RAW DATA ::

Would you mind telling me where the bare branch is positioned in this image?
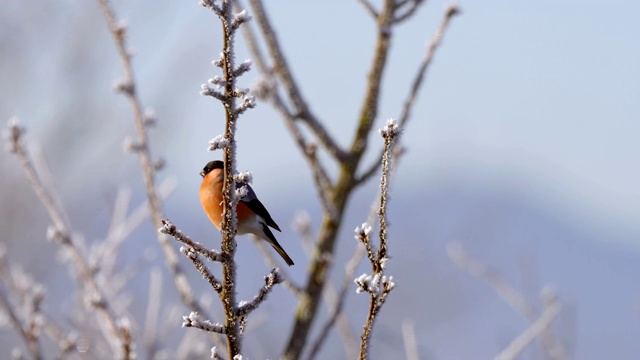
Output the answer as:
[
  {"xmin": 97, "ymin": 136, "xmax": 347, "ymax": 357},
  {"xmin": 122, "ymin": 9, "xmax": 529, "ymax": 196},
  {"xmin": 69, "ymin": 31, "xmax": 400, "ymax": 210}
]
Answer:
[
  {"xmin": 0, "ymin": 289, "xmax": 42, "ymax": 360},
  {"xmin": 308, "ymin": 246, "xmax": 365, "ymax": 360},
  {"xmin": 358, "ymin": 0, "xmax": 380, "ymax": 19},
  {"xmin": 7, "ymin": 121, "xmax": 128, "ymax": 359},
  {"xmin": 98, "ymin": 0, "xmax": 211, "ymax": 326},
  {"xmin": 495, "ymin": 302, "xmax": 561, "ymax": 360},
  {"xmin": 393, "ymin": 0, "xmax": 425, "ymax": 23},
  {"xmin": 398, "ymin": 3, "xmax": 460, "ymax": 128},
  {"xmin": 249, "ymin": 0, "xmax": 348, "ymax": 163},
  {"xmin": 158, "ymin": 219, "xmax": 226, "ymax": 262},
  {"xmin": 355, "ymin": 1, "xmax": 460, "ymax": 185}
]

TASK INSTRUCTIONS ::
Show each line of the data above that contains the string "branch", reproducing every such line without changes.

THE SOLUTION ::
Would you mind telling me where the bare branch is positioned in this image?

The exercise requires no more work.